#### [WHAT IS NEEDED]
Your copy should begin at the line containing "Reviewer note: check that each instance of the blue sky" and end at the last line of the records; transcribe those lines exactly and leave out every picture.

#### [EXTRACTED RECORDS]
*** Block opens ***

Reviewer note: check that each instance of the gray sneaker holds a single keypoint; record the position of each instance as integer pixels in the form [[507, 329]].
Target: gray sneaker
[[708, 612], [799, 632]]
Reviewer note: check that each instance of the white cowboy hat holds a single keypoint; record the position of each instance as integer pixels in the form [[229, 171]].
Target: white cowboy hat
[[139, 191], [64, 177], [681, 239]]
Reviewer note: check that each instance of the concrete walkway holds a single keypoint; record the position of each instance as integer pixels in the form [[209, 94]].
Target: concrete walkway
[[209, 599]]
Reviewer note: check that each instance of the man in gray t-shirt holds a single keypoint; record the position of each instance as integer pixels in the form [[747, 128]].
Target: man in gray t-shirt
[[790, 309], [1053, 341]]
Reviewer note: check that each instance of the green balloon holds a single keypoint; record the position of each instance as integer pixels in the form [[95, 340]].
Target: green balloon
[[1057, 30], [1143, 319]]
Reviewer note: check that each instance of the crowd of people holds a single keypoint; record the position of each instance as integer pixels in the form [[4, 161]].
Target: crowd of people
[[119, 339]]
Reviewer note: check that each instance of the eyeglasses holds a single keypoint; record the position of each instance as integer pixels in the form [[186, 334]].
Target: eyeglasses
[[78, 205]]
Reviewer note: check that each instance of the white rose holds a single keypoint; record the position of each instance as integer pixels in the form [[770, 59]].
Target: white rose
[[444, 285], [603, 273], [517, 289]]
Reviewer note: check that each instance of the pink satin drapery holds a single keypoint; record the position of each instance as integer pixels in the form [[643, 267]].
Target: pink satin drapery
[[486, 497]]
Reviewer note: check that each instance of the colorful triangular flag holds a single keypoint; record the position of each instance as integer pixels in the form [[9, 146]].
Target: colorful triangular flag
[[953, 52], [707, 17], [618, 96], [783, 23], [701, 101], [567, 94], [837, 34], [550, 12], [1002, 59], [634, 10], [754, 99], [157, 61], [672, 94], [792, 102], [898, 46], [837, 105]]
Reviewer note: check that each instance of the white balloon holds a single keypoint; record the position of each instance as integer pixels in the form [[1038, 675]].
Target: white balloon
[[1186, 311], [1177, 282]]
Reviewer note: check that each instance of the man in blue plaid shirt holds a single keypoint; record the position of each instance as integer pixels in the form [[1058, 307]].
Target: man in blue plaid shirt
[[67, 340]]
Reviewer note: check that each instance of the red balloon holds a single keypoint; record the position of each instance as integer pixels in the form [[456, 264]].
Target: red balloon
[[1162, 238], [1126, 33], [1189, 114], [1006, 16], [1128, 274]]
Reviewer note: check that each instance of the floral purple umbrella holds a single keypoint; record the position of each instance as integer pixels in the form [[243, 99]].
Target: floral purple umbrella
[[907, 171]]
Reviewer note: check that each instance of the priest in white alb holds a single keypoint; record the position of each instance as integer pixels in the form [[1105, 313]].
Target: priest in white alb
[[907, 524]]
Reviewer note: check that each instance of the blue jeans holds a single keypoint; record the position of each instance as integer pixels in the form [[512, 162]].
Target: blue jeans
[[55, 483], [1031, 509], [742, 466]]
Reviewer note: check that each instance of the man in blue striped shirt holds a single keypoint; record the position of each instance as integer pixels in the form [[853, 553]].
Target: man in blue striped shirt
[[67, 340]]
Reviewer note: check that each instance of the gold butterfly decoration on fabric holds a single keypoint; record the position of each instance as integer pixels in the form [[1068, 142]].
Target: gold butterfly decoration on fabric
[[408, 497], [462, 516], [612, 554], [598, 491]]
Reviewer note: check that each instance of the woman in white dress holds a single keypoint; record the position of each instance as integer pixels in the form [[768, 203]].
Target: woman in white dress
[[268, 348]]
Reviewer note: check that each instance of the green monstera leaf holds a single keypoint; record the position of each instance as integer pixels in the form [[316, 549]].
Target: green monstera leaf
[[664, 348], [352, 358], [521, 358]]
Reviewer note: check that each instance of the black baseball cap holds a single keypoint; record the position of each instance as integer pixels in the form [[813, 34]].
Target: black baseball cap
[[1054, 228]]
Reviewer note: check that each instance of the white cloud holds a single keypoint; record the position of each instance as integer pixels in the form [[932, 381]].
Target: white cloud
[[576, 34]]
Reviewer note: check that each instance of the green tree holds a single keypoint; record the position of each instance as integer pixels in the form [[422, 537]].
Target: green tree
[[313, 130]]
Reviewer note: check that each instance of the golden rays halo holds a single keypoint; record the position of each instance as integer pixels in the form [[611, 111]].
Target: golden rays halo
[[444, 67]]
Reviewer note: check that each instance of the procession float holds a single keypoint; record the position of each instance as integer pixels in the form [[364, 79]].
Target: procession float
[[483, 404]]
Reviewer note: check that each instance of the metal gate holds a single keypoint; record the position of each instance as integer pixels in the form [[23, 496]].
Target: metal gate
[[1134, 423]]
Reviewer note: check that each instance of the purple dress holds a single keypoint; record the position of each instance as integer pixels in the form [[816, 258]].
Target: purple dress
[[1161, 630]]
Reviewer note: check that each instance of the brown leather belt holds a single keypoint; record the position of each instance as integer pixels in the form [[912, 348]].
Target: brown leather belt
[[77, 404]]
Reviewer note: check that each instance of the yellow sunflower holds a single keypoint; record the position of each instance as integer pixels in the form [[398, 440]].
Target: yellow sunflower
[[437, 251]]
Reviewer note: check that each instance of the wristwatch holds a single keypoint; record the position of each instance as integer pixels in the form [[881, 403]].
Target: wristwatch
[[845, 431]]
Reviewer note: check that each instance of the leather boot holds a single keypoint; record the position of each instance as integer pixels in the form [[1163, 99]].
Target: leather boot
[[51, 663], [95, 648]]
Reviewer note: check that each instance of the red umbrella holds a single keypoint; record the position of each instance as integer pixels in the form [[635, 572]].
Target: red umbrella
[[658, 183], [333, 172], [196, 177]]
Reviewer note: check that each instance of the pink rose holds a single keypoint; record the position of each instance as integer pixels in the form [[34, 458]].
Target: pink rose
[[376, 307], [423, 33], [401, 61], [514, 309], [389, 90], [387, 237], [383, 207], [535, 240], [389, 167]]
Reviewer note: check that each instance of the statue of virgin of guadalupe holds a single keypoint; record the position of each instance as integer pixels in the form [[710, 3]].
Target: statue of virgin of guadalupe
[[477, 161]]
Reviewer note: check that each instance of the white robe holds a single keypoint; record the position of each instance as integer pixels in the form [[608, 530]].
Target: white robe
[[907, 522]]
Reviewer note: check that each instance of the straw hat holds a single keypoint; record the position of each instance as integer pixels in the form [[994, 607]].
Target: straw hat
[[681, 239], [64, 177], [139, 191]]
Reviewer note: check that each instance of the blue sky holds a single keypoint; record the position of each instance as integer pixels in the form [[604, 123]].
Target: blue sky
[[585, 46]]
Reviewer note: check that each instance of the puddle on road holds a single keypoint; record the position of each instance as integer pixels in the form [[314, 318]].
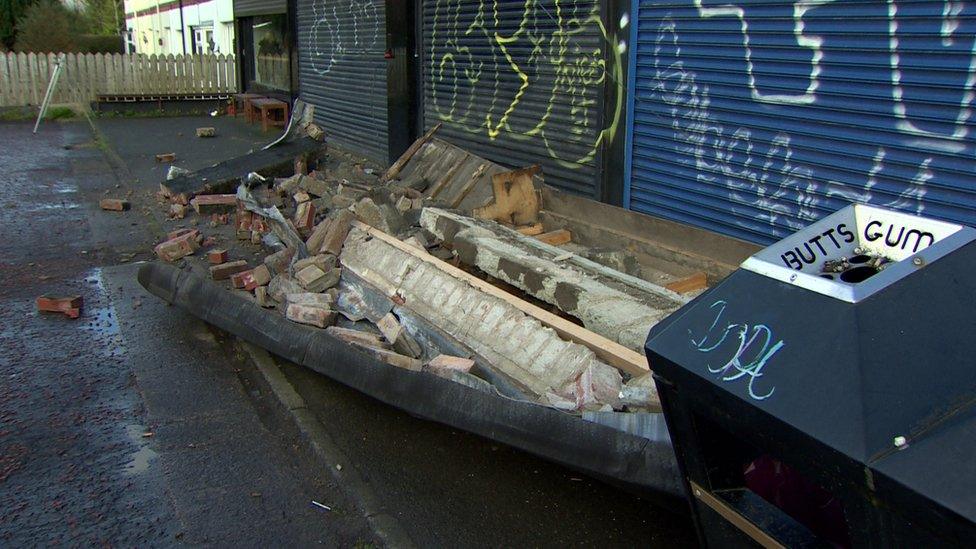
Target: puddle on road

*** Block closes ***

#### [SOLUTION]
Reviewer note: check that each instance of the blue sky holds a single keypoint; record the position of each instance as integer pixels in the form [[604, 123]].
Target: blue sky
[[585, 46]]
Reviewer note: check that each instance of the puddle on road holds a single keypoint; record the position of each instance as integer pixels in the form [[314, 318]].
Target: puddle on road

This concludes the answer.